YOUR TASK: Return verbatim the line containing "If you could pick out the dry" together with all lines that follow it, through the end of the records.
* * * * * * *
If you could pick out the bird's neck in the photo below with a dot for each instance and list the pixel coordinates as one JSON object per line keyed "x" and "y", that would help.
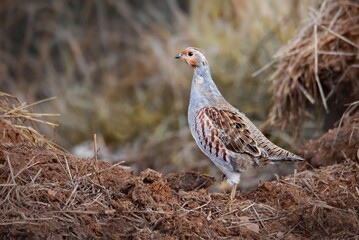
{"x": 204, "y": 90}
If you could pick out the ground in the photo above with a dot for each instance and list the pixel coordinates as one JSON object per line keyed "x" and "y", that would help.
{"x": 48, "y": 193}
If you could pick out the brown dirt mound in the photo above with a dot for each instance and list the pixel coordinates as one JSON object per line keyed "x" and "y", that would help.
{"x": 46, "y": 193}
{"x": 336, "y": 145}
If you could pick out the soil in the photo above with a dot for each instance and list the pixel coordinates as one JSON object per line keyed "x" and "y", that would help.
{"x": 48, "y": 193}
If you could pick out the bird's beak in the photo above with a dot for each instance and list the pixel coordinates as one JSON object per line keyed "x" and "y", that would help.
{"x": 179, "y": 55}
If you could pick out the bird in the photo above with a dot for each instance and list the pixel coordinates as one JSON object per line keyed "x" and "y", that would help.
{"x": 223, "y": 133}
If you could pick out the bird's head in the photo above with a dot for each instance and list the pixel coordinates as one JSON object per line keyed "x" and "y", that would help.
{"x": 193, "y": 57}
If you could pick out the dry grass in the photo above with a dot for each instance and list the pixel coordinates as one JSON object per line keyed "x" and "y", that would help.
{"x": 318, "y": 70}
{"x": 24, "y": 121}
{"x": 49, "y": 193}
{"x": 110, "y": 64}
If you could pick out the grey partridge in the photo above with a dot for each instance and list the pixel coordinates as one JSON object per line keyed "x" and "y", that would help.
{"x": 221, "y": 131}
* * * * * * *
SOLVED EXERCISE:
If you could pick out the dry grass in the photo above with a dot for each instance and list the pixel coordinates as one JSON object per line keyed "x" and "y", that would help.
{"x": 318, "y": 70}
{"x": 24, "y": 121}
{"x": 49, "y": 193}
{"x": 110, "y": 64}
If you could pick out the grey partridge in the photo above with a dot for each instance and list the pixel coordinates as one JSON object per line keyed "x" and "y", that would help.
{"x": 221, "y": 131}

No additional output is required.